Prompt
Return every line unchanged, starting at the first line of the rows and ending at the line that contains "130L575 119L570 114H561L548".

BEGIN

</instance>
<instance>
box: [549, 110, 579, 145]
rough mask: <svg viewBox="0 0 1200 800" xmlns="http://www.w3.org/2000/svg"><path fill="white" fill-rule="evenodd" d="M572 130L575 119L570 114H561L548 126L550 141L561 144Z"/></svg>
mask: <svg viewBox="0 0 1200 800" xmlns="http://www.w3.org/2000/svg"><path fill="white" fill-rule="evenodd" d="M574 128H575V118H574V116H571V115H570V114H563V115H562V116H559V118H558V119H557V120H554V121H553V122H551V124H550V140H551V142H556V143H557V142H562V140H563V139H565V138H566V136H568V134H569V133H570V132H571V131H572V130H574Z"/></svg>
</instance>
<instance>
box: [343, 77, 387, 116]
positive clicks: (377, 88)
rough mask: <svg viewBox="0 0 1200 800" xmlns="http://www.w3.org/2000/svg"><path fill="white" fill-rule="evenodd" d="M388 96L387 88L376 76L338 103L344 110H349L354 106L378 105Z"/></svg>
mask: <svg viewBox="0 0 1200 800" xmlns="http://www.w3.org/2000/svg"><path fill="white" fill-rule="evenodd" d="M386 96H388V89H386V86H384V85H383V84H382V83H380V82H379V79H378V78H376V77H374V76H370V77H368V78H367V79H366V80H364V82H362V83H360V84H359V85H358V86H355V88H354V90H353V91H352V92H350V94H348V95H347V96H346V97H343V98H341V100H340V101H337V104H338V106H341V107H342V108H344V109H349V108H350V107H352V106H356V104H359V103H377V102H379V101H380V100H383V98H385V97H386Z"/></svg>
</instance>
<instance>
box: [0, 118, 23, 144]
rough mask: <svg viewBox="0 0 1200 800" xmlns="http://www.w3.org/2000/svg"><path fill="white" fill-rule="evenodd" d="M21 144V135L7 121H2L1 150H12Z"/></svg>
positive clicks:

END

Solution
</instance>
<instance>
box: [549, 110, 579, 145]
rough mask: <svg viewBox="0 0 1200 800" xmlns="http://www.w3.org/2000/svg"><path fill="white" fill-rule="evenodd" d="M572 130L575 119L570 114H561L548 126L550 141L561 144Z"/></svg>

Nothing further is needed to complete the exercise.